── EXERCISE MATERIAL
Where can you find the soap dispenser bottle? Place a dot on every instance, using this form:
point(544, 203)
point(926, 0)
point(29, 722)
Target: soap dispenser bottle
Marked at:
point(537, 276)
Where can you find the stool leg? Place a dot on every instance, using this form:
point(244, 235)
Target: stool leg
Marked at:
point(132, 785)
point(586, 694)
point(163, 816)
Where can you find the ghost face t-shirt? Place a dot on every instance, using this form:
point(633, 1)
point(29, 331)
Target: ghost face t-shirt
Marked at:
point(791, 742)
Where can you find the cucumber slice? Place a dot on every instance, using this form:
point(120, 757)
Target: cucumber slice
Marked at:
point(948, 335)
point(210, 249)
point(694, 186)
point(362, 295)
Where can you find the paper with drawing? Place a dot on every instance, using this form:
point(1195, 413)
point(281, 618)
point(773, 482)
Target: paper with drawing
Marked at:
────
SHORT TASK —
From the listing above, extract all records word for word.

SOLUTION TO THIS TASK —
Where can you find the soap dispenser bottle? Place a dot on every instance, using this form:
point(544, 203)
point(926, 0)
point(29, 722)
Target: soap dispenser bottle
Marked at:
point(537, 276)
Where can you find the stool leg? Place a dot on every instance, using this form:
point(244, 235)
Target: stool leg
Marked at:
point(132, 785)
point(586, 694)
point(163, 816)
Where can you find the ghost face t-shirt? Place a dot on every instance, using this form:
point(633, 1)
point(29, 331)
Target: ghost face t-shirt
Marked at:
point(791, 742)
Where can you find the cucumber slice? Place a dot on every instance, using this form:
point(120, 757)
Target: cucumber slice
Marked at:
point(948, 335)
point(210, 249)
point(694, 186)
point(362, 295)
Where can you find the paper with drawing? Place a dot on every instance, using this form:
point(1195, 413)
point(281, 618)
point(773, 482)
Target: paper with drawing
Marked at:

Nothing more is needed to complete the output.